* _Aim of the exercise_:
Every entry must be given again exactly as it is written.

* _Input records_:
---
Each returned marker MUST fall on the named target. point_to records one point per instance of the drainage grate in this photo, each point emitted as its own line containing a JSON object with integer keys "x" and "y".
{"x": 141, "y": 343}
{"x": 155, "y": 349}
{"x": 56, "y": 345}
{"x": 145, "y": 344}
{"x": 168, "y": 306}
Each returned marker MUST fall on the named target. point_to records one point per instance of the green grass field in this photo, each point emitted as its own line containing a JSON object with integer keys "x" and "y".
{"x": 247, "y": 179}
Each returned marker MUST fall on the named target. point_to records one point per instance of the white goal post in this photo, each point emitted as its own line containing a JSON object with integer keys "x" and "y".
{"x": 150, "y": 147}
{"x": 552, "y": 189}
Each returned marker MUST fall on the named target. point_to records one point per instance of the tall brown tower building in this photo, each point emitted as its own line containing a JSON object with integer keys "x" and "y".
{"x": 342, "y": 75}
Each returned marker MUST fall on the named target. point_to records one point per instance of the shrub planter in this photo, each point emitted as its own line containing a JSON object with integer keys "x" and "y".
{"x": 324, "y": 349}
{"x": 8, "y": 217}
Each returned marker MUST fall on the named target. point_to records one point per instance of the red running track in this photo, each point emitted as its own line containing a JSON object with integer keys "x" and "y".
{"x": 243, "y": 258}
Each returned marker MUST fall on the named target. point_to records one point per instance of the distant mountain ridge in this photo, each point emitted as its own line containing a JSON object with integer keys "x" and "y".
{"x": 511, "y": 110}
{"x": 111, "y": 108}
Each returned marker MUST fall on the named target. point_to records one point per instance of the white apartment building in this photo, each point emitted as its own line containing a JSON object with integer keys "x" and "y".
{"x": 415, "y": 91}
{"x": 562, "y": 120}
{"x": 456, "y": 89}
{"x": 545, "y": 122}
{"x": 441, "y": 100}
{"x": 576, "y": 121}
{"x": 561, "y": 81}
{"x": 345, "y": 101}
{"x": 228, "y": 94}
---
* _Exercise result_:
Each returned marker MUST fall on the named target. point_to records one point per instance of the drainage grate in this photo, each point emitted as its own line containing a JSON object with integer keys "x" and "y".
{"x": 141, "y": 343}
{"x": 155, "y": 349}
{"x": 56, "y": 345}
{"x": 145, "y": 344}
{"x": 168, "y": 306}
Each returned marker MUST fall on the named target. point_to records one point per instance of the green grass field in this photo, each point emitted as its own line containing a JSON object with integer keys "x" and "y".
{"x": 247, "y": 179}
Each returned marker MUST fall on the named target. point_to records one point per instance of the white goal post in this photo, each point emitted as its own line containing a JSON object with integer keys "x" and "y".
{"x": 150, "y": 147}
{"x": 552, "y": 189}
Each returned marker MUST fall on the named target. point_to records one point per instance of the tall brown tower building in this photo, each point emitted as its own line containing a JSON object with integer keys "x" and "y".
{"x": 342, "y": 75}
Each returned marker MUST fall on the named target. point_to records one point per instance of the shrub planter in this photo, each point emitted as its own line containing a JSON object with integer keys "x" and "y".
{"x": 324, "y": 349}
{"x": 8, "y": 217}
Each returned marker MUST fall on the named target. point_to records one point per instance of the red running track in this photo, each point emitted as its own line containing a JSON object with integer keys "x" and "y".
{"x": 243, "y": 258}
Each returned marker MUST fall on the named target. point_to records one point per instance of the distant mountain ridge in this photo, each point emitted as its own line containing a JSON object with integer keys "x" and "y".
{"x": 511, "y": 110}
{"x": 111, "y": 108}
Each returned marker MUST fall on the named target. point_to records one point per instance of the white apartment building in this photo, each point emitted as its own line containing a JSON object with integer keys "x" and "y".
{"x": 415, "y": 91}
{"x": 562, "y": 120}
{"x": 456, "y": 89}
{"x": 545, "y": 122}
{"x": 441, "y": 100}
{"x": 576, "y": 121}
{"x": 561, "y": 81}
{"x": 345, "y": 101}
{"x": 228, "y": 94}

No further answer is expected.